===== Supplied text =====

Script for October 2002, QMH:

Dirdy Birdies Jug Band - masculine women feminine men (2001)

Hello, welcome to Queer Voices on KPFT, and this segment is called Queer Music Heritage. I'm JD Doyle. This is kind of a special edition of the show, as the theme is Gender Benders. The whole show will feature the music of both drag artists and transgender artists, and also a couple of songs by straight artists about the subject. And I'll have a special interview at the end.

The song you heard as the intro is called "masculine women, feminine men" and it's by the Dirdy Birdies Jug Band, and is from their album from last year. It's the newest version of this song that I know of, but it's an old song, and has been recorded at least a dozen times over the years, but it was most popular in the 1920s in England where it was apparently somewhat of a hit, as I know of at least six versions that came out around that time. I want you to hear what I think is the oldest version. It was recorded on January 29, 1926. And in my opinion it's also one of the best, as it also gives all of the verses. It's by Frank Harris, so here is his version of "masculine women, feminine men."

Frank Harris - masculine women, feminine men (1926)

That was Frank Harris, well, actually, it wasn't…as I've recently found out that was not the artist's real name, but just one of the many names used by a prolific singer from the 20s & 30s named Irving Kaufman. And, I want to mention that if you're interested in the history of the song "Masculine Women, Feminine Men," I've set up a special page of my website devoted to it.

Okay, that was by far the oldest song you'll hear on tonight's show, as I'm jumping to the 70s for the next one. It's by Bill Amesbury. Now unless you grew up in Canada you may not have heard of this artist, as he's had almost all his success there. In 1974 he had a top twenty hit in that country with the song "Virginia, Touch Me Like You Do." In 1976 he moved to a larger label, Capitol, and released an album called "Can You Feel It." The title track, with it's disco flavor, also made the Canadian charts, but I prefer this track from the album. It's called "A Thrill's A Thrill."

Bill Amesbury - a thrill's a thrill (1976)

Bill Amesbury's "A Thrill's A Thrill," which has also been recorded by Long John Baldry and Mitch Ryder. Now while that song's lyrics has gay references, the reason I'm playing Bill Amesbury on this show is that he later had a sex change and became Barbara Amesbury.

===== Data lines =====

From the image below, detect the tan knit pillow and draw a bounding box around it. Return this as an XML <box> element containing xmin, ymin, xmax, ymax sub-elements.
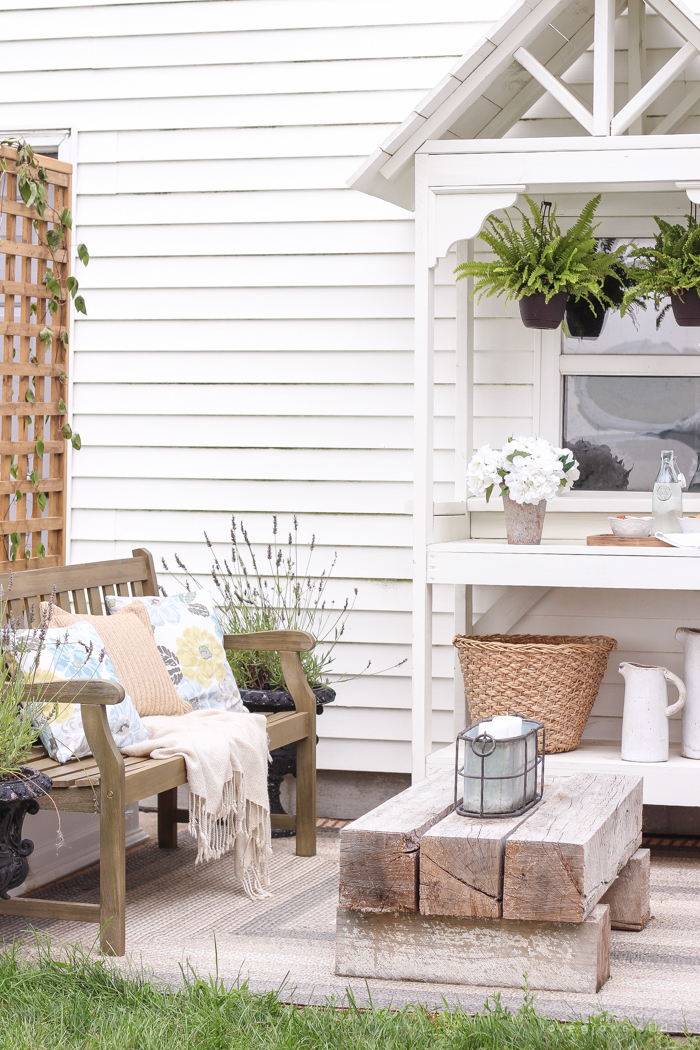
<box><xmin>41</xmin><ymin>602</ymin><xmax>192</xmax><ymax>716</ymax></box>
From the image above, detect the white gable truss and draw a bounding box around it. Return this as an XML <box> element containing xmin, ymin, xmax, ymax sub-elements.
<box><xmin>348</xmin><ymin>0</ymin><xmax>700</xmax><ymax>210</ymax></box>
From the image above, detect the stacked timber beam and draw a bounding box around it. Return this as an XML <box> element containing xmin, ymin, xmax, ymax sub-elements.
<box><xmin>336</xmin><ymin>771</ymin><xmax>650</xmax><ymax>992</ymax></box>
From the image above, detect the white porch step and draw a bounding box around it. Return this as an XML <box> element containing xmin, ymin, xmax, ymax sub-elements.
<box><xmin>426</xmin><ymin>740</ymin><xmax>700</xmax><ymax>806</ymax></box>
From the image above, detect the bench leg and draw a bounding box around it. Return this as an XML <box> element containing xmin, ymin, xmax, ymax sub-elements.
<box><xmin>100</xmin><ymin>796</ymin><xmax>126</xmax><ymax>956</ymax></box>
<box><xmin>297</xmin><ymin>727</ymin><xmax>316</xmax><ymax>857</ymax></box>
<box><xmin>158</xmin><ymin>788</ymin><xmax>177</xmax><ymax>849</ymax></box>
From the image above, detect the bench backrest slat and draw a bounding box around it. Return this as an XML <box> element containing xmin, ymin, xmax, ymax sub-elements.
<box><xmin>0</xmin><ymin>547</ymin><xmax>158</xmax><ymax>624</ymax></box>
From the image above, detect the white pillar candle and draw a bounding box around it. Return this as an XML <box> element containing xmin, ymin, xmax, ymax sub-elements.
<box><xmin>479</xmin><ymin>715</ymin><xmax>523</xmax><ymax>740</ymax></box>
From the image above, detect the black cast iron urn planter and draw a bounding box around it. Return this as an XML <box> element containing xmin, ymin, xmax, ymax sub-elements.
<box><xmin>0</xmin><ymin>765</ymin><xmax>54</xmax><ymax>900</ymax></box>
<box><xmin>240</xmin><ymin>686</ymin><xmax>336</xmax><ymax>839</ymax></box>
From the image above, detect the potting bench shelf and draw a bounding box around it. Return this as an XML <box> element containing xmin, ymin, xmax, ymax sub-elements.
<box><xmin>427</xmin><ymin>539</ymin><xmax>700</xmax><ymax>592</ymax></box>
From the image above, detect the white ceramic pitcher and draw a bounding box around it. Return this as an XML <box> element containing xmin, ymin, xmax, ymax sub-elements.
<box><xmin>676</xmin><ymin>627</ymin><xmax>700</xmax><ymax>758</ymax></box>
<box><xmin>618</xmin><ymin>663</ymin><xmax>685</xmax><ymax>762</ymax></box>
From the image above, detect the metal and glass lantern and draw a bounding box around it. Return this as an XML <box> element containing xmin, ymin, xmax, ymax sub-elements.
<box><xmin>454</xmin><ymin>715</ymin><xmax>545</xmax><ymax>818</ymax></box>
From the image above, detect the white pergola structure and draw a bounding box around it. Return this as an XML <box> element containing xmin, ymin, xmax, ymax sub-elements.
<box><xmin>349</xmin><ymin>0</ymin><xmax>700</xmax><ymax>790</ymax></box>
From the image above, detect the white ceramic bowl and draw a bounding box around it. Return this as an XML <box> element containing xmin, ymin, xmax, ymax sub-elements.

=====

*Problems and tasks*.
A. In the radio script, on what date was the Frank Harris version of "masculine women, feminine men" recorded?
B. Pull out the passage of the radio script from "Hello, welcome to" up to and including "at the end.", word for word.
Rely only on the radio script.

*Final results*.
A. January 29, 1926.

B.
Hello, welcome to Queer Voices on KPFT, and this segment is called Queer Music Heritage. I'm JD Doyle. This is kind of a special edition of the show, as the theme is Gender Benders. The whole show will feature the music of both drag artists and transgender artists, and also a couple of songs by straight artists about the subject. And I'll have a special interview at the end.